▶ **SOURCE TEXT**
============

This is not to say that the anthylvinyl and 3-perylenoyl energy transfer pair are without a few minor drawbacks. The fact that significant emission response from the perylenoyl TG persists after the addition of Triton X-100 (Fig. 3; dotted line) suggests the excitation wavelength used (370 nm) with a 5 nm bandpass may produce excitation of the perylenoyl probe. This may explain why the signal response of the perylenoyl-TG did not appear as sensitive as that of AV-GalCer as the transfer process proceeded. Additional experiments will be required to completely resolve such matters.

Nonetheless, the apolar nature of both anthrylvinyl and perylenoyl probes give them a great advantage over polar probes such as NBD and rhodamine (14). Apolar probes linked to a lipid acyl chains mimic the behavior of natural lipids since the head group resembles and retains the same structure and molecular shape as of the natural lipid. In the case of anthrylvinyl and perylenoyl, both fluorophores localize to the hydrophobic region of the bilayer and thus produce minimal disturbance of the bilayer interfacial/polar region (14). The emission wavelength maximum and quantum yield of the anthrylvinyl fluorophore are nearly independent of the surrounding media polarity. Although this is not the case for the perylenoyl probe (14), attaching this probe to triglyceride, which is not a substrate for the GLTP and is functionally nontransferable, keeps the fluorophore in a relatively fixed environmental position immersed in the hydrophobic region of the bilayer.

============

▶ **EXTRACTED MATERIAL**

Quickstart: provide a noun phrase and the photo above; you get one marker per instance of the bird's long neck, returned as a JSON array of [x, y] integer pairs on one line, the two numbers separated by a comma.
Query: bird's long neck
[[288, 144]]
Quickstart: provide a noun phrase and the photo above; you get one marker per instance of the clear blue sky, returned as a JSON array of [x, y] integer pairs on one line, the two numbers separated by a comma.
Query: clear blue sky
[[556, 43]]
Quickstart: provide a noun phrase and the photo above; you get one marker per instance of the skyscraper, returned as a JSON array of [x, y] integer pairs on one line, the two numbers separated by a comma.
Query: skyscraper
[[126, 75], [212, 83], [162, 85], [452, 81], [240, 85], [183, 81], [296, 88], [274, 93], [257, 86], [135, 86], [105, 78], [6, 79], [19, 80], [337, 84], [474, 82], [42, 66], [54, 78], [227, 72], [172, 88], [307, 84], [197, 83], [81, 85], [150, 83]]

============

▶ **PROBLEM DESCRIPTION**
In the passage on fluorescent lipid probes, what excitation wavelength and bandpass were used?

▶ **YOUR RESPONSE**
370 nm with a 5 nm bandpass.